__Exercises to complete__
(1) In the forum thread about making pens for the troops, which supplier offered to pay part of the bill for supplies?
(2) From the forum thread about pens for the troops, output the text from "## BernieW (Sep" to "Post some pictures.", copied word for word.

__Page text__
# Well I went and did it



## Glenmore (Sep 10, 2004)

Hi everyone. Well I put a challenge onto myself here. I wanted to do some pens for the troops. So I got hold of my Knights of Columbus group's Grand knight asked him if they would sponsor me in pen drive for the troops in Afganistan and Iraq told me they would be more than happy to do it. So I emailed all my pen suppliers that are resonable in the first place. Well I got an email yesterday from Ryan from Woodturningz they taking some of the bill for the supplies to make the pens. Can't beat them guys there. Well it's off to shop to get some blanks glued up wish me luck on this one. Once I get started I'll be making 100 pens for a total of a hundred twenty already have 20 made from last week.


----------



## BernieW (Sep 12, 2006)

Glenmore I did the same thing. I know you will be up to the task because if you are like me it is a labor of love. They will be grateful when they arrive and they will truly appreciate it. Well done my friend. Post some pictures.


----------



## chippypah (Dec 24, 2007)

Well done Glenmore and Bernie, for going that extra mile, and for Glenmore that is a hard slog. So keep burning the midnight oil and get then pens done, as you never sleep anyway.
Cheers
Pete


----------



## curiousgeorge (Nov 6, 2006)

That's great Glenmore! I know you can do it. Our Troops need all the backing and prayers we can give them. It should be enjoyable, knowing you are doing a good deed.


----------



## Glenmore (Sep 10, 2004)

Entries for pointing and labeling

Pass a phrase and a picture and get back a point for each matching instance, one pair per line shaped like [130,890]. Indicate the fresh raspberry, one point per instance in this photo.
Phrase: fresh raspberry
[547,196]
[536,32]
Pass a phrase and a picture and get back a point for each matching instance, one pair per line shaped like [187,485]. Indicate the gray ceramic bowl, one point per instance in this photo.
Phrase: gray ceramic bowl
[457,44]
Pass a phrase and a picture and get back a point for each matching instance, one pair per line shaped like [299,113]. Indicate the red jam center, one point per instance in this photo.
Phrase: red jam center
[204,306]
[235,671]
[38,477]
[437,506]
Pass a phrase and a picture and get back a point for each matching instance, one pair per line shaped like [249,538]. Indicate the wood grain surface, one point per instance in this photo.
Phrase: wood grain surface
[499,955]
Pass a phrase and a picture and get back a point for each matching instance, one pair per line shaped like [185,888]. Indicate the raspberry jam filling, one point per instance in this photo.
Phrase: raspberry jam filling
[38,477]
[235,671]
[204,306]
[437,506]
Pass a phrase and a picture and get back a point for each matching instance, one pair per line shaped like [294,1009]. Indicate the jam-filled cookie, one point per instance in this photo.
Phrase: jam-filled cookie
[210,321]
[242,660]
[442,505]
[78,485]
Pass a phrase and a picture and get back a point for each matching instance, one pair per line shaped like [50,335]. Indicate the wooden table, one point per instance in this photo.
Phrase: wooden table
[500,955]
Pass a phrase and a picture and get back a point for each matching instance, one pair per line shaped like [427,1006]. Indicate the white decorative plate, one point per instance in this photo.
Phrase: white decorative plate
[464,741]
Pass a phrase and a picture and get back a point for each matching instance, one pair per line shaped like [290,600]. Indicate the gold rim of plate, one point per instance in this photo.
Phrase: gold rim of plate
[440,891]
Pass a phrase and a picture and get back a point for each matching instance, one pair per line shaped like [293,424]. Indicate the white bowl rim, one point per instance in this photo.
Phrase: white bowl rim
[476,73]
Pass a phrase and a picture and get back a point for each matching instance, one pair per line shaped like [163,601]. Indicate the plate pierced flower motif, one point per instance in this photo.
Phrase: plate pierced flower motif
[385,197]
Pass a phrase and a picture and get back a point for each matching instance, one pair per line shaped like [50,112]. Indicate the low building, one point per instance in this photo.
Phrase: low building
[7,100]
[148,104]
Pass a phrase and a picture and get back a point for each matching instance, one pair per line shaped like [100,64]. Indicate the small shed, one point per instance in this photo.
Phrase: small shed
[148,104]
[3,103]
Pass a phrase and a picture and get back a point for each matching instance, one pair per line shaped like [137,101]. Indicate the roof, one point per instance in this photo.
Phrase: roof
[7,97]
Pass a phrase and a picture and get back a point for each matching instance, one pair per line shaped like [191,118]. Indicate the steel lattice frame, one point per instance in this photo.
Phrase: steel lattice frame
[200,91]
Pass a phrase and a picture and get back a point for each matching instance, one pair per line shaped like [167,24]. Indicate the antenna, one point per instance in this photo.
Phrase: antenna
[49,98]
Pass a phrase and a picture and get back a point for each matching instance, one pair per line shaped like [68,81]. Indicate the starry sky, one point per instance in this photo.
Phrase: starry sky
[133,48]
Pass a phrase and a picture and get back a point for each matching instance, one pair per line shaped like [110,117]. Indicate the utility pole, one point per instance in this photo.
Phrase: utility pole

__Outputs in order__
(1) Woodturningz

(2)
## BernieW (Sep 12, 2006)

Glenmore I did the same thing. I know you will be up to the task because if you are like me it is a labor of love. They will be grateful when they arrive and they will truly appreciate it. Well done my friend. Post some pictures.